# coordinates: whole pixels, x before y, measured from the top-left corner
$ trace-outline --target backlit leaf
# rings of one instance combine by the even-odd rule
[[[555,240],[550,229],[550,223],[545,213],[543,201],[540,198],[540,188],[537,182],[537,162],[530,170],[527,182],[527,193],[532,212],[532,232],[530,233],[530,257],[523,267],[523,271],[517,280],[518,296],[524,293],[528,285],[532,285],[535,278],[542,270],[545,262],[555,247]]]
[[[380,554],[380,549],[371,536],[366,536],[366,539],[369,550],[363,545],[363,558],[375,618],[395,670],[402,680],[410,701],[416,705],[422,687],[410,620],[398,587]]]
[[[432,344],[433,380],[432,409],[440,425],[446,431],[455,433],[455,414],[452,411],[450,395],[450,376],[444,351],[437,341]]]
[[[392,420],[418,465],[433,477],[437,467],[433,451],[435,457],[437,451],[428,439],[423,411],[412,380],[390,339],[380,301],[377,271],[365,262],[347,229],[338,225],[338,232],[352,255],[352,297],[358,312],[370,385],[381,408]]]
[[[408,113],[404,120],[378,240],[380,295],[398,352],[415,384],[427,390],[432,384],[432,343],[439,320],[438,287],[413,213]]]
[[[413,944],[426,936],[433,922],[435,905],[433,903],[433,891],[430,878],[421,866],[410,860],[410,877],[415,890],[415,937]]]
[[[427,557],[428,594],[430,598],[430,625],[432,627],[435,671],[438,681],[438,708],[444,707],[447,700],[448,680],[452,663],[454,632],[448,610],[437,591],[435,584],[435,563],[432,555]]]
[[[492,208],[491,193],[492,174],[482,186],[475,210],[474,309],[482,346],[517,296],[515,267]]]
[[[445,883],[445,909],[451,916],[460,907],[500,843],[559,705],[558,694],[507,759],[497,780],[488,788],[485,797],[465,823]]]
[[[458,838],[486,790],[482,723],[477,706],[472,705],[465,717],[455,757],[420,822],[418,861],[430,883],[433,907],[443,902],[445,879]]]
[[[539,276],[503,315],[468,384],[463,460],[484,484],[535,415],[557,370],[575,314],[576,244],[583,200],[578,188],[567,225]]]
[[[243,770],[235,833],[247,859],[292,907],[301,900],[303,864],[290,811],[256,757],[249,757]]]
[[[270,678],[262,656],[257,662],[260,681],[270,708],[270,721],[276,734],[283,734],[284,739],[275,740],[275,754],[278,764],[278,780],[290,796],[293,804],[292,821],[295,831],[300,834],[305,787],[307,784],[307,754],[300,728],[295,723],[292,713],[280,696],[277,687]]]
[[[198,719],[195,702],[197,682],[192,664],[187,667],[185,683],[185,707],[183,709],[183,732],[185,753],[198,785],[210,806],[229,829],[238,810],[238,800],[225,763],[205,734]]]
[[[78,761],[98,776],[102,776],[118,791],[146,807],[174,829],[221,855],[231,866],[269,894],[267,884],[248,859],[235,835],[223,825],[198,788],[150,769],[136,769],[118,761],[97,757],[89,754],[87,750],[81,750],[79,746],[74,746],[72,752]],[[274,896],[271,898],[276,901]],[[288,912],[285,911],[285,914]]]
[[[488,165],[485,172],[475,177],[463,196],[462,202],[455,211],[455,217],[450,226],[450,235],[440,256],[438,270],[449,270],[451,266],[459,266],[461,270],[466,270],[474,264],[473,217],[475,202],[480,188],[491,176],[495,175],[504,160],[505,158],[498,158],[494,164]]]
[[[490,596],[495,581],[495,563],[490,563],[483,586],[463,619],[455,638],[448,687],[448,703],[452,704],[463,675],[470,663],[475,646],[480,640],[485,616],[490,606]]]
***
Having read the records above, reproduce each one exactly.

= Task result =
# coordinates: whole pixels, x before y, measured from the top-left corner
$ trace-outline --target backlit leaf
# rings of one instance combine by the even-odd rule
[[[555,240],[550,229],[550,223],[545,213],[543,201],[540,198],[540,188],[537,182],[537,162],[530,170],[527,182],[527,193],[532,212],[532,232],[530,233],[530,257],[523,267],[523,271],[517,280],[518,296],[524,293],[528,285],[532,285],[535,278],[542,270],[545,262],[555,247]]]
[[[380,554],[380,549],[371,536],[366,536],[366,539],[369,550],[363,545],[363,558],[375,618],[395,670],[402,680],[410,701],[416,705],[422,687],[410,620],[398,587]]]
[[[432,344],[433,380],[432,409],[440,425],[446,431],[455,433],[455,414],[452,411],[450,395],[450,376],[444,351],[437,341]]]
[[[392,420],[418,465],[433,477],[437,467],[433,451],[435,457],[437,451],[428,439],[423,411],[412,380],[390,339],[380,301],[377,271],[365,262],[347,229],[338,225],[338,232],[352,255],[352,297],[358,312],[370,385],[381,408]]]
[[[408,113],[404,120],[378,240],[380,295],[398,352],[415,384],[427,390],[432,384],[432,343],[439,320],[438,287],[413,213]]]
[[[413,944],[426,936],[433,922],[435,905],[433,903],[433,891],[430,878],[421,866],[410,860],[410,877],[415,890],[415,937]]]
[[[427,557],[428,594],[430,598],[430,625],[432,627],[435,671],[438,681],[438,708],[444,707],[447,700],[448,680],[452,663],[454,632],[448,610],[437,591],[435,584],[435,563],[432,555]]]
[[[492,208],[491,193],[492,174],[482,186],[475,210],[474,309],[482,346],[517,296],[515,267]]]
[[[445,883],[445,909],[451,916],[460,907],[500,843],[559,705],[558,694],[507,759],[497,780],[488,788],[485,797],[465,823]]]
[[[458,838],[486,790],[482,723],[477,706],[472,705],[465,717],[455,757],[420,822],[418,861],[430,883],[433,907],[443,902],[445,879]]]
[[[539,276],[503,315],[468,384],[463,460],[484,484],[535,415],[557,370],[575,314],[576,244],[583,200],[578,188],[567,225]]]
[[[243,770],[235,833],[247,859],[292,907],[301,900],[303,864],[290,811],[256,757],[249,757]]]
[[[270,678],[262,656],[257,662],[260,681],[270,708],[270,721],[276,734],[283,734],[284,739],[275,740],[275,754],[278,764],[278,780],[290,796],[293,804],[292,821],[295,831],[300,834],[305,787],[307,784],[307,754],[300,728],[295,723],[292,713],[280,696],[277,687]]]
[[[198,719],[195,702],[197,682],[192,664],[187,667],[185,683],[185,707],[183,709],[183,732],[185,753],[198,785],[210,806],[229,829],[238,810],[238,800],[225,763],[205,734]]]
[[[78,761],[98,776],[102,776],[118,791],[146,807],[174,829],[221,855],[231,866],[269,894],[267,884],[248,859],[235,835],[223,825],[198,788],[150,769],[136,769],[118,761],[97,757],[89,754],[87,750],[81,750],[79,746],[74,746],[72,752]],[[274,896],[271,898],[276,901]],[[288,912],[285,911],[285,914]]]
[[[488,165],[485,172],[475,177],[463,196],[462,202],[455,211],[455,217],[450,226],[450,235],[440,256],[438,270],[449,270],[451,266],[459,266],[461,270],[466,270],[474,264],[473,217],[475,202],[480,188],[491,176],[495,175],[504,160],[505,158],[498,158],[494,164]]]
[[[490,596],[495,581],[495,563],[490,563],[483,586],[463,619],[455,638],[448,687],[448,703],[452,704],[463,675],[470,663],[475,646],[480,640],[485,616],[490,606]]]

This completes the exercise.